Goal 1:
Reproduce the passage of the article on prototyping day from "A core team" up to and including "Origami and Azure.".

Supplied text:
Prototyping is done on Day 4 of a design sprint, or the day before usability testing if you’re running shorter design sprints. By this stage, you would have worked out the challenge, goals, and the solution you’re building for testing.

It will be a busy day, especially for the design team. You want to make sure that you have all your ducks aligned before you begin the day. After spending at least 3 days on designing a solution, you want to be building something decent for the users. These are my tips on what to do to get the most out of your prototyping day.

Tip #1: Sort out everyone’s roles

Meet up earlier to sort out everyone’s roles, tasks, and agenda, especially the core team. The core team is made up of people who will develop the prototype, while the experts will only come in to check the progress and give feedback.

A core team consists of:

  1. The Maker: someone who designs and develops the prototype, usually designers, developers, or engineers.
  2. The Stitcher: someone who stitches everything together, so the prototype is smooth and workable.
  3. The Writer: someone who writes the copy and handles the overall messaging.
  4. The Asset Collector: someone who collects data and other assets for the team.
  5. The Facilitator or the Interviewer: someone who is a project manager throughout the day, checking on tasks, getting feedback, preparing the usability testing and trial runs.

Tip #2: Use the right tools

We use Figma for design and Invision for prototyping in our sprints. They’re easy to use, and have all the features we need to prototype, review and test. And our user testers have no problem using them in usability testing. Other popular ones are Adobe XD suite, Sketch, Origami and Azure.

Ultimately, use what you’re comfortable with and what is easy for users to get comfortable with.

Tip #3: Divide and conquer

When the intended prototype is big, do a divide and conquer. The Maker will be the busiest in the core team, designing and refining according to spec. Either you add in another maker, or you can utilise other people in the core team or stakeholders.

Goal 2:
Write out the rows below word for word, from the line with "Would you mind pointing out the calm" up to and including the last of the rows.

Stored dataset items:
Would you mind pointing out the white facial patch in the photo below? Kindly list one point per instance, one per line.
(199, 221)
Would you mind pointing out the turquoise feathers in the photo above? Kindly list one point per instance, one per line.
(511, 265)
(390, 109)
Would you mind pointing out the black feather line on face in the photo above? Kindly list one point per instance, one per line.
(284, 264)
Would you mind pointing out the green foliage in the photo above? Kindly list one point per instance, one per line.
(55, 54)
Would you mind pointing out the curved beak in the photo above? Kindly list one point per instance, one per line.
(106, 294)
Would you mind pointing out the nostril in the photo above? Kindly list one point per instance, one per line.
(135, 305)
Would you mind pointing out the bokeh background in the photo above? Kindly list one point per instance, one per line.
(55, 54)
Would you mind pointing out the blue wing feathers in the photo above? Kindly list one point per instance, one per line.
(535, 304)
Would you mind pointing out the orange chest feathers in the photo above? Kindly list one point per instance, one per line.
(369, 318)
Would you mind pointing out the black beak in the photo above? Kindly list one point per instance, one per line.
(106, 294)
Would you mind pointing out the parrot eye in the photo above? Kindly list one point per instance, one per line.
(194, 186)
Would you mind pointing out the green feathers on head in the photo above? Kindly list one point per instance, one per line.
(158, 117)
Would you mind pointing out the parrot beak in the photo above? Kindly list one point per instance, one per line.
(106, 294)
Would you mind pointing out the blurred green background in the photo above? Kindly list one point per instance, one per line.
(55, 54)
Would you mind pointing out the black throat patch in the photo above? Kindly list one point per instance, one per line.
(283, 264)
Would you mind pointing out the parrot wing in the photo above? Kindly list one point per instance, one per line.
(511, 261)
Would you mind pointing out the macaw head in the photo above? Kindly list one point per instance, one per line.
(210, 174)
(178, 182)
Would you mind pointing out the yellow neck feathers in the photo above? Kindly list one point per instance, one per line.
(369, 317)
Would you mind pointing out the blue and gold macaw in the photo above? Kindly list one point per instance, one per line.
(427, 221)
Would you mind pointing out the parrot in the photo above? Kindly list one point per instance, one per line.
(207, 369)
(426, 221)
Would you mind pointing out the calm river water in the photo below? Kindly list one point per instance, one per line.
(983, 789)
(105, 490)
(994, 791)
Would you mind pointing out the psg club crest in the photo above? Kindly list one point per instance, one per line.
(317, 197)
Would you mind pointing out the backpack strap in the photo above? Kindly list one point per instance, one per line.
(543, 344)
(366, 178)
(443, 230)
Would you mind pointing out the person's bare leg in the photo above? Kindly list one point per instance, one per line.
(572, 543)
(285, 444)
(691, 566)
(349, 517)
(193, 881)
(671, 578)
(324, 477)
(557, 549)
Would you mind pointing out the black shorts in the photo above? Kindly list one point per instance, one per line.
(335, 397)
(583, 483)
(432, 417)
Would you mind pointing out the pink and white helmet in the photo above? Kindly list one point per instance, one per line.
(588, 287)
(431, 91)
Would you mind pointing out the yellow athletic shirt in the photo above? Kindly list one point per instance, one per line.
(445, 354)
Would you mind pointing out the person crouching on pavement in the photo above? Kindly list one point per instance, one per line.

Task output 1:
A core team consists of:

  1. The Maker: someone who designs and develops the prototype, usually designers, developers, or engineers.
  2. The Stitcher: someone who stitches everything together, so the prototype is smooth and workable.
  3. The Writer: someone who writes the copy and handles the overall messaging.
  4. The Asset Collector: someone who collects data and other assets for the team.
  5. The Facilitator or the Interviewer: someone who is a project manager throughout the day, checking on tasks, getting feedback, preparing the usability testing and trial runs.

Tip #2: Use the right tools

We use Figma for design and Invision for prototyping in our sprints. They’re easy to use, and have all the features we need to prototype, review and test. And our user testers have no problem using them in usability testing. Other popular ones are Adobe XD suite, Sketch, Origami and Azure.

Task output 2:
Would you mind pointing out the calm river water in the photo below? Kindly list one point per instance, one per line.
(983, 789)
(105, 490)
(994, 791)
Would you mind pointing out the psg club crest in the photo above? Kindly list one point per instance, one per line.
(317, 197)
Would you mind pointing out the backpack strap in the photo above? Kindly list one point per instance, one per line.
(543, 344)
(366, 178)
(443, 230)
Would you mind pointing out the person's bare leg in the photo above? Kindly list one point per instance, one per line.
(572, 543)
(285, 444)
(691, 566)
(349, 517)
(193, 881)
(671, 578)
(324, 477)
(557, 549)
Would you mind pointing out the black shorts in the photo above? Kindly list one point per instance, one per line.
(335, 397)
(583, 483)
(432, 417)
Would you mind pointing out the pink and white helmet in the photo above? Kindly list one point per instance, one per line.
(588, 287)
(431, 91)
Would you mind pointing out the yellow athletic shirt in the photo above? Kindly list one point per instance, one per line.
(445, 354)
Would you mind pointing out the person crouching on pavement in the photo above? Kindly list one point per instance, one per line.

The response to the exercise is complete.